Write out each entry word for word.

=== Section Start ===

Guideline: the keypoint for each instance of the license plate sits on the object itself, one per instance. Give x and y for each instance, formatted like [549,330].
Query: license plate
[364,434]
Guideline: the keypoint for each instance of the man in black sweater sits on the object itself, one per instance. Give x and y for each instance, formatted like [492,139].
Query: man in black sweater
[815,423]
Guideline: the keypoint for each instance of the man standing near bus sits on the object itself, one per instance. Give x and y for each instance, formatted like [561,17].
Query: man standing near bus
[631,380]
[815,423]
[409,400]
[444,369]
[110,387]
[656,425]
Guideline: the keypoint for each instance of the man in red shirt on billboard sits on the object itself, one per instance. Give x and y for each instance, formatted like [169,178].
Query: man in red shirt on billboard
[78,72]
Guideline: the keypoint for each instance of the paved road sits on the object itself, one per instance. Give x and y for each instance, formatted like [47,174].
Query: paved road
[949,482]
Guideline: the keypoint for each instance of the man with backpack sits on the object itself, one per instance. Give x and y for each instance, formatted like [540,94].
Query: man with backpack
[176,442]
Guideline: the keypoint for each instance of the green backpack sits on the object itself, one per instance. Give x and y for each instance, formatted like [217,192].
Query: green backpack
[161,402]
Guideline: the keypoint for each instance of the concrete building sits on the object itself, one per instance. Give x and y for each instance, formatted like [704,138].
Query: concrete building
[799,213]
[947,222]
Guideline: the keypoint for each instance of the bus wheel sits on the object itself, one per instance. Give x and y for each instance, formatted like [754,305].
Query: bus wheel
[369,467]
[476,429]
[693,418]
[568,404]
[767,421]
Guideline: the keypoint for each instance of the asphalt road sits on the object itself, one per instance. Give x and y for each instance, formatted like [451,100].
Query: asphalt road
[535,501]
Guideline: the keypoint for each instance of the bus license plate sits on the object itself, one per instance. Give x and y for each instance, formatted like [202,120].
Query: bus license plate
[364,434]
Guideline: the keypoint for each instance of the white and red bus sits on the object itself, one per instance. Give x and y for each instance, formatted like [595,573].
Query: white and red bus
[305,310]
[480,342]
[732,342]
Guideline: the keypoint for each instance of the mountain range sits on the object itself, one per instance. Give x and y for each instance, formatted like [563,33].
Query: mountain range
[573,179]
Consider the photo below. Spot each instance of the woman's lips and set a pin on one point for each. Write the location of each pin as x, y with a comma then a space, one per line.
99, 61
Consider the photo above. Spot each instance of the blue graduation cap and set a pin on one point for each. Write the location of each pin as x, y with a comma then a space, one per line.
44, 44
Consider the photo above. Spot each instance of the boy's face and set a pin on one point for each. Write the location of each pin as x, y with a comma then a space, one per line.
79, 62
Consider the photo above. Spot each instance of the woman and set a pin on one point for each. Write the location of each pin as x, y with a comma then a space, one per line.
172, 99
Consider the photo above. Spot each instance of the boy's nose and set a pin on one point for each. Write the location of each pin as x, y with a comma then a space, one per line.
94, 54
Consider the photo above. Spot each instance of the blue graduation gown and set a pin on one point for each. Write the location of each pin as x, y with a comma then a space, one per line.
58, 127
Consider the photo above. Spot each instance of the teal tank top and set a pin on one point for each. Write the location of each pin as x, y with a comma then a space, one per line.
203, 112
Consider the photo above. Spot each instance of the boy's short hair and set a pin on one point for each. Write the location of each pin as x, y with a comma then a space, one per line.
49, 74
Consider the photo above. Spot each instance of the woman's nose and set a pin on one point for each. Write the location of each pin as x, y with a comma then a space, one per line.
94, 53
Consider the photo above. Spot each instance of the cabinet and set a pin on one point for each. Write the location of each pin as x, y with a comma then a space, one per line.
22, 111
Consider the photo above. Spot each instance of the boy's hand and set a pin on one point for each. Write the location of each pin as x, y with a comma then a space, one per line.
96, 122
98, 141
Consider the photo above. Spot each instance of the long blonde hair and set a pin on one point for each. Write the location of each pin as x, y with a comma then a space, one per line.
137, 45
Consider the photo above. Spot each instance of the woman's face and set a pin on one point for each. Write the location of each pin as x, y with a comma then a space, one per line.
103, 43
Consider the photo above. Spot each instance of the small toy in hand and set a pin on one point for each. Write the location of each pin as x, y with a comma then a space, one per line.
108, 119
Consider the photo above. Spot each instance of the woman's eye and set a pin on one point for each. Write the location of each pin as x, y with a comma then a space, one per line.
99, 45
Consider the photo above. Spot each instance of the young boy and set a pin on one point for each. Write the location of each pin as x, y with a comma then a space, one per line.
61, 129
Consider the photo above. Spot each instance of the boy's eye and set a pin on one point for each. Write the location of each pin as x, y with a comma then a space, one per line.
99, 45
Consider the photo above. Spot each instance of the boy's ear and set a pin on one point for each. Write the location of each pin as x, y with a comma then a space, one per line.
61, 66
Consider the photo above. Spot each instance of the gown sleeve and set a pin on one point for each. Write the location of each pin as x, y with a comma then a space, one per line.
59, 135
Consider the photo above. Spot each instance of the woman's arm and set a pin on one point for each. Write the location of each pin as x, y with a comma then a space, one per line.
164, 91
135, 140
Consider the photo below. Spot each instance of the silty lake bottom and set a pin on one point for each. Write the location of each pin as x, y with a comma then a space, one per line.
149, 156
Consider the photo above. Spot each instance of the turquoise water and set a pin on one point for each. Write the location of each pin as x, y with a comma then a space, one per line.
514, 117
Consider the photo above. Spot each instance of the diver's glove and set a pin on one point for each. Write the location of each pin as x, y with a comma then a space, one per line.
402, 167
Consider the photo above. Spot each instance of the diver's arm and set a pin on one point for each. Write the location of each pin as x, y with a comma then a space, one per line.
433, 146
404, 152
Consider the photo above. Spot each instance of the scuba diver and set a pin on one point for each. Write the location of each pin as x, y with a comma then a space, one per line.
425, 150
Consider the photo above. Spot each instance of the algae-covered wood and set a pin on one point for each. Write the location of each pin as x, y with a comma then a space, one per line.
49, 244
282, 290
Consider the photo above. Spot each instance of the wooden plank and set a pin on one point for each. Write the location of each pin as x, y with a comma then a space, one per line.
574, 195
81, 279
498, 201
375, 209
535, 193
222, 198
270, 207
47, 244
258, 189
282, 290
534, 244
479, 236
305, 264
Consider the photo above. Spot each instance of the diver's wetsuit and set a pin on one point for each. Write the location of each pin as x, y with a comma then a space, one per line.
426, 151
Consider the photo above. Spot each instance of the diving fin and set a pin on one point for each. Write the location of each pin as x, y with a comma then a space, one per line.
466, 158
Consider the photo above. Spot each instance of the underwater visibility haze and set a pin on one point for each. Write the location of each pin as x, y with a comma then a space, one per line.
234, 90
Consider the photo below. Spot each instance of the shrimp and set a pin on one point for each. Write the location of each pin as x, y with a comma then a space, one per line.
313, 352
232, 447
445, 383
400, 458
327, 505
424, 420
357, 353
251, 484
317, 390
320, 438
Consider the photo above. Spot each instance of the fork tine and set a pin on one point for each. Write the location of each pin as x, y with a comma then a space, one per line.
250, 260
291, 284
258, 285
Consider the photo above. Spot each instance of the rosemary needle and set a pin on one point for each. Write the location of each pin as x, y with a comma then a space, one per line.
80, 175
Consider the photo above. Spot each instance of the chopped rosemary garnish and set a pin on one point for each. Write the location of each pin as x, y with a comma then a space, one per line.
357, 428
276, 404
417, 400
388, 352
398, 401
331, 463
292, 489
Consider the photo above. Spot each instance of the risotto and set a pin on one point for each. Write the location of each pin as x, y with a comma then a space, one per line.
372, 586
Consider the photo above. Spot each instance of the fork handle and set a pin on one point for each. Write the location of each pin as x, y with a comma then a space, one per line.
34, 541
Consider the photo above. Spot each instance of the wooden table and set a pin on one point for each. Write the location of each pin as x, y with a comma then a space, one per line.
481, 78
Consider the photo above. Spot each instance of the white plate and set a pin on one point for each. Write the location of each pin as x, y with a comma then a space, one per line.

=== Section End ===

_Response to the task_.
Guideline: the keypoint for each instance of the license plate sits on the object itself, one per instance. Give x and y for each instance, formatted like [549,330].
Query: license plate
[364,434]
Guideline: the keypoint for each instance of the man in black sweater sits on the object itself, one per instance. Give x and y for each instance, formatted like [492,139].
Query: man in black sweater
[815,423]
Guideline: the keypoint for each instance of the man standing near bus sits on the object itself, one per instance. Give x and y for each instance, formatted like [561,17].
Query: man standing near bus
[631,380]
[815,423]
[409,400]
[444,369]
[110,387]
[656,425]
Guideline: the keypoint for each instance of the man in red shirt on billboard sits on the object itself, one per instance. Give x and y for each instance, formatted like [169,178].
Query: man in red shirt on billboard
[78,72]
Guideline: the keypoint for each instance of the paved road sits on the object itself, one per instance. Give x and y for each instance, formatted like [47,174].
Query: paved road
[949,482]
Guideline: the keypoint for each instance of the man with backpack sits on the object itself, one per instance. Give x and y for each instance, formatted like [540,94].
Query: man with backpack
[176,442]
Guideline: the keypoint for each instance of the green backpack sits on the object itself, one per instance. Give x and y for each instance, formatted like [217,192].
Query: green backpack
[161,402]
Guideline: the keypoint for each instance of the concrete building sits on the object itself, one per instance. Give x and y for each instance, formatted like [704,138].
Query: concrete building
[799,213]
[947,222]
Guideline: the keypoint for each instance of the bus wheel sits on the object itself, one per instance. Give x and y for each instance, formatted like [754,305].
Query: bus wheel
[369,467]
[476,429]
[693,418]
[568,404]
[767,421]
Guideline: the keypoint for each instance of the asphalt road sits on the object itself, one per instance. Give x and y for each instance, formatted like [451,100].
Query: asphalt road
[535,501]
Guideline: the keypoint for each instance of the bus license plate sits on the object itself, one per instance. Give x and y for each instance, formatted like [202,120].
Query: bus license plate
[364,434]
Guideline: the keypoint for each instance of the white and red bus sits on the object itself, one per instance. Give x and y for each instance, formatted like [595,573].
Query: white and red bus
[305,310]
[480,342]
[732,342]
Guideline: the keypoint for each instance of the mountain range sits on the object itself, one per instance. Give x and y for each instance, formatted like [563,33].
Query: mountain range
[573,179]
Consider the photo below. Spot each instance of the woman's lips and set a pin on one point for each. Write the location of each pin as x, y with a comma then a space, one per line.
99, 61
Consider the photo above. Spot each instance of the blue graduation cap and set a pin on one point for each. Write the location of each pin as x, y with a comma then a space, one per line.
44, 44
Consider the photo above. Spot each instance of the boy's face and set a pin on one point for each. Write the location of each pin as x, y with a comma then a space, one per line.
79, 62
Consider the photo above. Spot each instance of the woman and set a pin on one point for each. Write the location of each pin as x, y with a comma then a space, one per line.
172, 99
Consider the photo above. Spot each instance of the boy's nose and set a pin on one point for each. Write the location of each pin as x, y with a comma then a space, one per line.
94, 54
Consider the photo above. Spot each instance of the blue graduation gown and set a pin on one point for each. Write the location of each pin as x, y with a comma then a space, one per line.
58, 127
Consider the photo above. Spot each instance of the teal tank top and set a pin on one point for each. Write the location of each pin as x, y with a comma then a space, one per line.
203, 112
Consider the photo above. Spot each instance of the boy's short hair and set a pin on one point for each. Write the location of each pin as x, y with a comma then a space, one per line.
49, 74
Consider the photo above. Spot each instance of the woman's nose and set a pin on one point for each. Write the location of each pin as x, y with a comma then a space, one per line.
94, 53
Consider the photo above. Spot each instance of the cabinet and set a pin on one point for each. Write the location of each pin as x, y with a comma then a space, one per line.
22, 111
Consider the photo above. Spot each instance of the boy's hand and set a pin on one point for each. Write the location of each pin as x, y with a comma then a space, one per line.
96, 122
98, 141
Consider the photo above. Spot each instance of the long blonde hair and set a pin on one point for each. Write the location of each pin as x, y with a comma then a space, one per line.
137, 45
Consider the photo above. Spot each instance of the woman's face and set a pin on one point for each. Write the location of each pin as x, y with a comma then a space, one per line.
103, 43
Consider the photo above. Spot each instance of the small toy in hand and set a pin on one point for each. Write the location of each pin as x, y with a comma then a space, one per line.
108, 119
Consider the photo above. Spot each instance of the woman's eye and set a pin on one point for each. Write the location of each pin as x, y with a comma then a space, one per line.
99, 45
Consider the photo above. Spot each instance of the young boy and set a pin on one point for each. Write the location of each pin as x, y with a comma then a space, one per line.
61, 129
Consider the photo above. Spot each instance of the boy's eye and set a pin on one point for each. Write the location of each pin as x, y with a comma then a space, one per line.
99, 45
Consider the photo above. Spot each instance of the boy's ear and set a pin on one point for each. Write the location of each pin as x, y with a comma then a space, one per line.
61, 66
Consider the photo above. Spot each instance of the gown sleeve and set a pin on one point for each. Write the location of each pin as x, y with a comma then a space, one per line.
59, 135
Consider the photo above. Spot each instance of the woman's arm and set a pin on one point for each. Write the location of each pin as x, y with a comma then a space, one per line.
164, 91
135, 140
Consider the photo below. Spot each instance of the silty lake bottom and set a pin on one point for each. Write the location of each pin as x, y with a comma then a space, one per line.
149, 156
Consider the photo above. Spot each instance of the turquoise water and set a pin on one point for each. Write the location of each pin as x, y with a comma then a space, one per line.
514, 117
Consider the photo above. Spot each instance of the diver's glove and set a pin on one point for each. Write the location of each pin as x, y with a comma then a space, one per line.
402, 167
Consider the photo above. Spot each instance of the diver's arm and set a pin on one point for each. Write the location of each pin as x, y with a comma then a space, one per line.
433, 146
404, 152
Consider the photo above. Spot each instance of the scuba diver and set a pin on one point for each. Write the location of each pin as x, y with a comma then a space, one per line.
425, 150
Consider the photo above. Spot each instance of the algae-covered wood and set a pin on one point for each. Write the location of each pin as x, y with a comma then a space, one per line.
49, 244
282, 290
Consider the photo above. Spot each instance of the wooden plank and set a pin on one point for each. Write the location of each pin as x, y with a comma then a space, one per line.
574, 195
81, 279
498, 201
375, 209
535, 193
222, 198
270, 207
47, 244
258, 189
282, 290
534, 244
479, 236
305, 264
Consider the photo above. Spot each instance of the diver's wetsuit and set a pin on one point for each. Write the location of each pin as x, y with a comma then a space, one per line.
426, 151
Consider the photo above. Spot each instance of the diving fin and set a pin on one point for each. Write the location of each pin as x, y with a comma then a space, one per line.
466, 158
Consider the photo above. Spot each instance of the underwater visibility haze and set a pin on one point for each. Write the location of each pin as x, y with a comma then a space, one per line.
234, 90
Consider the photo below. Spot each instance of the shrimp and set a pin on one point for each. Write the location of each pin as x, y with a comma then a space, one per line.
313, 352
232, 447
445, 383
400, 458
327, 505
424, 420
357, 353
251, 484
317, 390
320, 438
Consider the photo above. Spot each instance of the fork tine and set a pin on one point for each. Write the location of each pin as x, y with a comma then a space, one per line.
250, 260
291, 284
258, 285
Consider the photo above. Spot each instance of the rosemary needle and set a pin on one point for each. Write the location of each pin as x, y with a comma then a space, one per line.
80, 175
Consider the photo above. Spot each instance of the chopped rosemary garnish and set a pin on one point for each. Write the location of each pin as x, y with a comma then a space, one per line.
357, 428
276, 404
417, 400
388, 352
398, 401
331, 463
292, 489
Consider the photo above. Spot each instance of the risotto and set a pin on one point for each. Write the location of each pin as x, y with a comma then a space, one per line.
372, 586
Consider the photo above. Spot each instance of the fork handle and set a pin on one point for each. Write the location of each pin as x, y with a comma then a space, one per line.
34, 541
Consider the photo above. Spot each instance of the wooden table and set a pin on one point for each. Write the location of each pin as x, y with a comma then a space, one per line.
481, 78
Consider the photo above. Spot each instance of the white plate and set a pin on one point for each. Write the location of each pin as x, y with a comma then a space, one per line.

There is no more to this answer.